▶ [Records to use]:
::::

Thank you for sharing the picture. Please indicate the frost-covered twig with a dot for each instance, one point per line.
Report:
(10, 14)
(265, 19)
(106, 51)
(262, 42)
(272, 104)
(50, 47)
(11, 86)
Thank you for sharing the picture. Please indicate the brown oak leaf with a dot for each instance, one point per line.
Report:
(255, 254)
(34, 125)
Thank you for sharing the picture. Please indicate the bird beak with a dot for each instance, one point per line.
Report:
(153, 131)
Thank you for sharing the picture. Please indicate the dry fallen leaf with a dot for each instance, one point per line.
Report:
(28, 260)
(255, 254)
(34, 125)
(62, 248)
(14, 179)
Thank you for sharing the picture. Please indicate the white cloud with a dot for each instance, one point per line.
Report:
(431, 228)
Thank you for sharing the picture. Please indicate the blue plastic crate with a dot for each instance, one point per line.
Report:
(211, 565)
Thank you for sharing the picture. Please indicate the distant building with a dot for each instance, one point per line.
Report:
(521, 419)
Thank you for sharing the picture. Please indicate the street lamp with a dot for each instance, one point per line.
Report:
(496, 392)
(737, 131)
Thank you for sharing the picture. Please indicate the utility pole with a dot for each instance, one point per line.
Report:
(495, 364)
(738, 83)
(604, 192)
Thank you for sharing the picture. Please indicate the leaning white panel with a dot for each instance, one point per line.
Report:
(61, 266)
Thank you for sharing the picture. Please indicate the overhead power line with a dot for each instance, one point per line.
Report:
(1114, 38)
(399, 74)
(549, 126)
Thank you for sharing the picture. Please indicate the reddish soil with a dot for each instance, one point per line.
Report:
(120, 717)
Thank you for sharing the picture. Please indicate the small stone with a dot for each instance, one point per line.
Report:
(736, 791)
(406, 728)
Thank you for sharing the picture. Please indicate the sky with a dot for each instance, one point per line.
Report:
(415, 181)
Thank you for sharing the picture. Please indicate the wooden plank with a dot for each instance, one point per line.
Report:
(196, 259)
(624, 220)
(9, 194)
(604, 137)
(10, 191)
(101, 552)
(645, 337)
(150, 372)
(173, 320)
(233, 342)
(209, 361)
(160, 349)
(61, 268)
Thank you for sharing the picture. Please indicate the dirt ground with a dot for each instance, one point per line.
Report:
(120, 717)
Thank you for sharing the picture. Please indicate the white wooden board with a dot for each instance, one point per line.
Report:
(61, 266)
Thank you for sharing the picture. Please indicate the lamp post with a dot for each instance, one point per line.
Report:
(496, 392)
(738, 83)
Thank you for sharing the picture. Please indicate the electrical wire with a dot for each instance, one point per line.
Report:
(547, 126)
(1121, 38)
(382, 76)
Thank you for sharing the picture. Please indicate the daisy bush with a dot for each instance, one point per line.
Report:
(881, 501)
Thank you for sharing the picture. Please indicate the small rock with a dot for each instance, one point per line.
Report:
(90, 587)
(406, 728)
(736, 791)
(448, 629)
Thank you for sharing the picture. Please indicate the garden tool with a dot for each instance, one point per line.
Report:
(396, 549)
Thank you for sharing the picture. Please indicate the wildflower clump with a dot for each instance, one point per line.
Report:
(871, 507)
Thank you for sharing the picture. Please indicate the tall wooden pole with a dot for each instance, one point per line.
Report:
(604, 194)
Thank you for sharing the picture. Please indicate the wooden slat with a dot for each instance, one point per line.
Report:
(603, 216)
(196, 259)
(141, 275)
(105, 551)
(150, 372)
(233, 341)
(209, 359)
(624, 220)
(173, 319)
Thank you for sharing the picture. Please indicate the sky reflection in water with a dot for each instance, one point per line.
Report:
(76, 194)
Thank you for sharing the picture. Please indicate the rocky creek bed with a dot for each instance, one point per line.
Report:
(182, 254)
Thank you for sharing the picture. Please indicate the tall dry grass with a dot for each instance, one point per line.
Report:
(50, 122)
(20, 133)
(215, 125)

::::

▶ [Task details]: Lines after the one containing "Thank you for sharing the picture. Please indicate the dry" are left out; every line from the start of the entries through that line is restated word for word.

▶ [Result]:
Thank you for sharing the picture. Please indicate the frost-covered twig with a dot for each instance, one point per line.
Report:
(10, 14)
(265, 19)
(106, 51)
(262, 42)
(272, 104)
(50, 47)
(11, 86)
Thank you for sharing the picture. Please indicate the brown oak leaf with a dot for each instance, one point per line.
Report:
(255, 254)
(34, 125)
Thank you for sharing the picture. Please indicate the bird beak with a dot for each instance, one point per line.
Report:
(153, 131)
Thank you for sharing the picture. Please indicate the dry fallen leaf with a dot for each instance, one point per line.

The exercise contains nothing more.